What the task asks:
Repeat the listing exactly. Do not carry over any pictures.

Information provided:
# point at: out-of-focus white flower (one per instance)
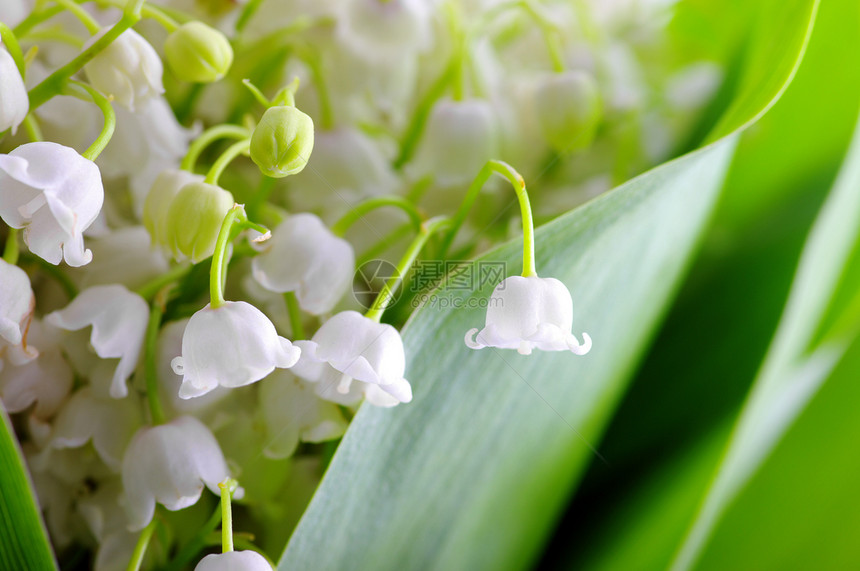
(459, 138)
(359, 349)
(386, 28)
(234, 561)
(14, 104)
(527, 313)
(119, 318)
(129, 69)
(45, 380)
(345, 167)
(170, 464)
(110, 425)
(146, 142)
(305, 257)
(54, 194)
(232, 345)
(292, 412)
(169, 345)
(16, 303)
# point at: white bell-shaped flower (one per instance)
(14, 104)
(129, 69)
(459, 138)
(16, 303)
(305, 257)
(292, 412)
(232, 345)
(234, 561)
(528, 313)
(386, 28)
(45, 381)
(108, 423)
(119, 319)
(170, 464)
(359, 349)
(54, 194)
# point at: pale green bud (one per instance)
(196, 52)
(194, 219)
(569, 110)
(282, 143)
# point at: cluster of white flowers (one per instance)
(133, 381)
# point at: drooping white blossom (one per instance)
(118, 317)
(359, 349)
(25, 379)
(305, 257)
(234, 561)
(14, 104)
(459, 138)
(108, 423)
(170, 464)
(525, 313)
(129, 69)
(54, 194)
(292, 412)
(231, 345)
(16, 303)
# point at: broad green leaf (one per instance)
(793, 369)
(23, 539)
(797, 512)
(473, 472)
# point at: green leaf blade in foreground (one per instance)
(473, 473)
(795, 367)
(23, 539)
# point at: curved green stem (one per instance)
(228, 486)
(141, 545)
(36, 18)
(347, 220)
(54, 83)
(218, 270)
(295, 313)
(149, 363)
(11, 250)
(198, 542)
(105, 107)
(233, 151)
(85, 18)
(11, 43)
(506, 170)
(195, 149)
(385, 297)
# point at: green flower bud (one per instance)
(194, 219)
(282, 143)
(569, 110)
(196, 52)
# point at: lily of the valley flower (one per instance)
(459, 138)
(525, 313)
(129, 69)
(234, 561)
(170, 464)
(54, 194)
(304, 256)
(14, 104)
(231, 345)
(119, 318)
(292, 412)
(16, 303)
(351, 347)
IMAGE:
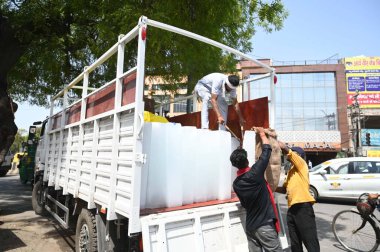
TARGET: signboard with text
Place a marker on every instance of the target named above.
(363, 76)
(370, 137)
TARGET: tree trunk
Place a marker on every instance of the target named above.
(10, 52)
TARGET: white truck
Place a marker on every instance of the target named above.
(99, 165)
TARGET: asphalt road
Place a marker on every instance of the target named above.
(22, 230)
(325, 211)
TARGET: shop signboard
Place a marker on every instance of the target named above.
(370, 137)
(363, 76)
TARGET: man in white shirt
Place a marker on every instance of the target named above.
(213, 87)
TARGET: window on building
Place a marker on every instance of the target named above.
(304, 101)
(180, 107)
(164, 100)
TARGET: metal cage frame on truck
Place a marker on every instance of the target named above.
(111, 138)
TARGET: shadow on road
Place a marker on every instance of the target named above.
(21, 229)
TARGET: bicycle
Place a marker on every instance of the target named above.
(358, 229)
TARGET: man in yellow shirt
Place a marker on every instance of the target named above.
(300, 217)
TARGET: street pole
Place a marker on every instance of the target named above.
(357, 114)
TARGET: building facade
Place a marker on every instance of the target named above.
(311, 105)
(329, 108)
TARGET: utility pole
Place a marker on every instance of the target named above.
(356, 124)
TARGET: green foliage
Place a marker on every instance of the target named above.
(61, 37)
(20, 137)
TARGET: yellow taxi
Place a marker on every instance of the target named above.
(345, 178)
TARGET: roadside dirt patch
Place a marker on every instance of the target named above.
(21, 229)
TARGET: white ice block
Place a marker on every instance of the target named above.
(204, 153)
(234, 145)
(156, 191)
(224, 166)
(188, 155)
(147, 137)
(173, 165)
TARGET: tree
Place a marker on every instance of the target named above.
(44, 44)
(21, 137)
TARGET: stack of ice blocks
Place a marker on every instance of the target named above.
(185, 165)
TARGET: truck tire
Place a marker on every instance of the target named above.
(85, 234)
(37, 198)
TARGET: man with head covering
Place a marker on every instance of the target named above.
(213, 88)
(255, 195)
(300, 217)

Solution to this task:
# point at: out-of-focus white flower (one per instance)
(459, 138)
(359, 349)
(386, 28)
(234, 561)
(14, 104)
(527, 313)
(119, 318)
(129, 69)
(45, 380)
(345, 167)
(170, 464)
(110, 425)
(146, 142)
(305, 257)
(54, 194)
(232, 345)
(292, 412)
(169, 345)
(16, 303)
# point at: white bell-shaped flower (one per instance)
(14, 104)
(129, 69)
(459, 138)
(16, 303)
(305, 257)
(292, 412)
(232, 345)
(234, 561)
(528, 313)
(386, 28)
(45, 381)
(108, 423)
(119, 319)
(170, 464)
(359, 349)
(54, 194)
# point at: pale green bud (one per instance)
(196, 52)
(194, 219)
(569, 110)
(282, 143)
# point at: cluster of white flowers (one per instance)
(133, 381)
# point at: drooping white blossom (one per instance)
(118, 317)
(359, 349)
(25, 379)
(305, 257)
(234, 561)
(14, 104)
(459, 138)
(108, 423)
(170, 464)
(525, 313)
(129, 69)
(54, 194)
(292, 412)
(231, 345)
(16, 303)
# point at: broad green leaf (one per instance)
(793, 369)
(23, 539)
(797, 512)
(473, 472)
# point at: green leaf blade in foreground (one per instance)
(473, 473)
(795, 367)
(23, 539)
# point at: curved green stem (one per instance)
(228, 486)
(141, 545)
(36, 18)
(347, 220)
(54, 83)
(218, 270)
(295, 313)
(149, 363)
(11, 250)
(198, 542)
(105, 107)
(233, 151)
(85, 18)
(11, 43)
(506, 170)
(195, 149)
(385, 297)
# point at: green flower bud (one per instance)
(194, 219)
(282, 143)
(569, 110)
(196, 52)
# point at: lily of the valley flower (one per instance)
(459, 138)
(525, 313)
(129, 69)
(234, 561)
(170, 464)
(54, 194)
(304, 256)
(14, 104)
(231, 345)
(119, 318)
(292, 412)
(16, 303)
(351, 347)
IMAGE:
TARGET: signboard with text
Place a marker on every instance of the target named above.
(363, 76)
(370, 137)
TARGET: tree trunk
Place a marker on every instance of the target named above.
(10, 52)
TARGET: white truck
Place a marker on every instance of the target named above.
(99, 165)
TARGET: asphalt road
Place a marker on every instance of the target named above.
(22, 230)
(325, 211)
TARGET: shop signboard
Place a marker on every instance of the target named above.
(370, 137)
(363, 76)
TARGET: man in white shirt
Place a marker on every instance of the target named above.
(213, 87)
TARGET: window on building
Place a marker on every instance of the target named above.
(304, 101)
(180, 107)
(164, 100)
TARGET: metal cage frame on truck
Place a marker on every instance of the target named above.
(111, 138)
TARGET: shadow on road
Place a marker on every instance of the target named above.
(21, 229)
TARGET: bicycle
Place a marker on every instance of the target named above.
(358, 229)
TARGET: man in yellow shirt
Place a marker on every instance of the target named above.
(300, 217)
TARGET: street pole
Place a marker on every instance of the target named above.
(357, 114)
TARGET: building facade
Place a marker on every instance of the target named above.
(311, 105)
(329, 108)
TARGET: utility pole
Place a marker on every instance of the target named above.
(356, 124)
TARGET: green foliage
Place a marker on every instance of the target named above.
(61, 37)
(20, 137)
TARGET: yellow taxi
Place a marker on every instance of the target named above.
(345, 178)
TARGET: roadside dirt patch
Place a marker on every instance of the target named above.
(21, 229)
TARGET: white ice block
Place a marker on every instance of the target named above.
(204, 153)
(234, 145)
(156, 191)
(224, 166)
(188, 155)
(147, 137)
(173, 165)
TARGET: tree
Place a marker on every instance of the target named above.
(44, 44)
(21, 137)
TARGET: stack of ice blocks
Place a marker on every instance of the target named above.
(185, 165)
TARGET: truck tire
Place a marker on every instance of the target named above.
(85, 234)
(37, 198)
TARGET: man with head covering
Place a marker on every instance of the target named above.
(213, 88)
(255, 195)
(300, 217)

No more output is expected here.